= YOUR GOAL =
What is needed is an exact copy of every record.

(Natural language region descriptions)
%%
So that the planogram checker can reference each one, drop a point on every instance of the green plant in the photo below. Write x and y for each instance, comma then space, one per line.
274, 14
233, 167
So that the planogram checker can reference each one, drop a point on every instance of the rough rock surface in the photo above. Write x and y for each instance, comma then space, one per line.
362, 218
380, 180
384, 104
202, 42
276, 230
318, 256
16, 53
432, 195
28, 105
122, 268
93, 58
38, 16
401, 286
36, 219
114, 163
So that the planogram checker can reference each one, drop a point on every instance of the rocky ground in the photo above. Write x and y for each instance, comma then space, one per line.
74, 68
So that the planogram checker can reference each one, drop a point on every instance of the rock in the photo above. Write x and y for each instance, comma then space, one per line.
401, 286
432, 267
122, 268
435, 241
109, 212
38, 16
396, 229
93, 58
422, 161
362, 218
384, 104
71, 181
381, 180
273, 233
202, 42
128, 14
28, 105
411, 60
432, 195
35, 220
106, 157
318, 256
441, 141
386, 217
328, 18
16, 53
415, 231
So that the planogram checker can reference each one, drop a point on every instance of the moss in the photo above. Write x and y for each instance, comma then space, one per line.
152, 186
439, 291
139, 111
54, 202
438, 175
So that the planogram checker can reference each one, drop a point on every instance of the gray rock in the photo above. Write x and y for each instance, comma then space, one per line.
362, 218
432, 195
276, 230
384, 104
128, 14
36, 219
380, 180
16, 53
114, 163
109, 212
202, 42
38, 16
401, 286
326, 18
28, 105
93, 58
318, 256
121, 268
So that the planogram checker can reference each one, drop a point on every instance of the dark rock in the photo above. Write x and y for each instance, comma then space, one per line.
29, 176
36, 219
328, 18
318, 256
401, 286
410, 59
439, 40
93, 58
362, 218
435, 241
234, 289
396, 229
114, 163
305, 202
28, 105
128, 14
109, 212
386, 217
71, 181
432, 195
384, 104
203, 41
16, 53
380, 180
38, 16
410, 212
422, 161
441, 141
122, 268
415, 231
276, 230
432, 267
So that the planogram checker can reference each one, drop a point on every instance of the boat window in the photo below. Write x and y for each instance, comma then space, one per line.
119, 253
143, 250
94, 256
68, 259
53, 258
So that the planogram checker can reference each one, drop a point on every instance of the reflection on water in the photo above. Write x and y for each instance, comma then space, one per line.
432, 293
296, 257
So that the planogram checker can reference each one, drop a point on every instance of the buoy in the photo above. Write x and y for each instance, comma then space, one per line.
%%
= ANSWER BOX =
So that the planogram checker can reference each one, drop a point on every instance of the green plant in the photo below. Write x and y for each instance, comma then space, one per line.
274, 14
233, 167
So that the planogram checker can reference each one, drop a point on every instance of the rough rock surface in the photo above. Write x and y for each instance, comma then space, one per line.
362, 218
380, 180
384, 104
202, 42
276, 230
318, 256
16, 53
432, 195
28, 105
122, 268
93, 58
38, 16
401, 286
36, 219
114, 163
So that the planogram checker can reference each one, drop a point on every instance of the rocky ground in the photo above. Write x and y for each instance, comma then space, one per line.
74, 68
So that the planogram checker can reference each one, drop a point on every instance of the rock in the photo above. Write x and y for each instance, comma then space, one per line.
401, 286
432, 267
122, 268
435, 241
109, 212
38, 16
396, 229
93, 58
422, 161
362, 218
384, 104
71, 181
381, 180
273, 233
202, 42
128, 14
28, 105
411, 60
432, 195
35, 220
106, 157
318, 256
441, 141
386, 217
328, 18
16, 53
415, 231
So that the planogram checker can reference each one, drop a point on every instance of the moss in the photo above. Write x and y for each instance, comma then space, one per line.
152, 186
439, 291
139, 111
54, 202
438, 175
So that the planogram checker can reference each one, drop a point on every instance of the gray rock in the photo above. Write x and y for each instance, comma then space, one per line.
362, 218
432, 195
276, 230
384, 104
128, 14
36, 219
380, 180
16, 53
114, 163
109, 212
202, 42
38, 16
401, 286
326, 18
28, 105
93, 58
318, 256
121, 268
So that the planogram checker can reference each one, drop a point on every instance of the dark rock in the photo above. Write x and y for each instance, comma then space, one per line.
29, 176
36, 219
328, 18
318, 256
401, 286
410, 59
439, 40
93, 58
362, 218
435, 241
234, 289
396, 229
114, 163
305, 202
28, 105
128, 14
109, 212
386, 217
71, 181
432, 195
384, 104
203, 41
16, 53
380, 180
38, 16
410, 212
422, 161
441, 141
122, 268
415, 231
276, 230
432, 267
So that the planogram checker can reference each one, drop a point on every instance of the boat window in the photo below. Write x and y for each instance, comma then space, one per line.
119, 253
143, 250
94, 256
68, 259
53, 258
So that the planogram checker can reference each one, drop a point on every instance of the reflection on water in the photo above. Write x and y for each instance, comma then space, one per line.
432, 293
296, 257
So that the planogram checker can reference each one, drop a point on every instance of the buoy in the photo above. Write x and y for each instance, comma then space, one per line.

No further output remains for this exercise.